** START PASSAGE GIVEN **

It is the strangest story, the kind that, fittingly, often comes with the postscript "only in Texas." A 22-year-old man spends four years pulling out all the stops to try and walk on to any freshman high school football team that would take him, only to vanish at each school almost as soon as he got there. The only existing criminal charges against him are related to stealing a snare drum from a middle school and failing to appear in court.
Now, perhaps more than anything else, the coaches he tried to dupe just want to understand what he was trying to achieve.
As artfully investigated and reported by the Dallas Morning News, the case of Taylor Markeith Smith is a bit like a real life high school football version of "Catch Me if You Can." Since 2007, Smith has tried to walk on to an incredible 14 different Dallas-area high school football teams. At each turn, after gaining some level of access, he mysteriously disappeared before authorities could ascertain exactly who he was.

** END PASSAGE GIVEN **
** START DATA LINES **

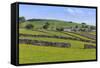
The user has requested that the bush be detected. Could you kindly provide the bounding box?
[56,28,64,31]
[25,24,34,29]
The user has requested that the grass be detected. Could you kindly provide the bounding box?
[19,44,96,64]
[20,36,96,48]
[19,29,48,35]
[64,32,94,41]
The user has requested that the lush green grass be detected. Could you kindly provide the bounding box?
[20,36,95,48]
[19,29,72,37]
[64,32,94,41]
[19,19,81,30]
[19,29,48,35]
[90,32,96,35]
[19,44,96,64]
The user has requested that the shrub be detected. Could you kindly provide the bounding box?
[25,24,34,29]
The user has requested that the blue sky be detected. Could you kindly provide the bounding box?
[19,4,96,25]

** END DATA LINES **

• [DIRECTIVE]
In the news story about the would-be football walk-on, write out the words between "Now, perhaps more" and "who he was.", inclusive.

• [RESULT FOR THIS EXERCISE]
Now, perhaps more than anything else, the coaches he tried to dupe just want to understand what he was trying to achieve.
As artfully investigated and reported by the Dallas Morning News, the case of Taylor Markeith Smith is a bit like a real life high school football version of "Catch Me if You Can." Since 2007, Smith has tried to walk on to an incredible 14 different Dallas-area high school football teams. At each turn, after gaining some level of access, he mysteriously disappeared before authorities could ascertain exactly who he was.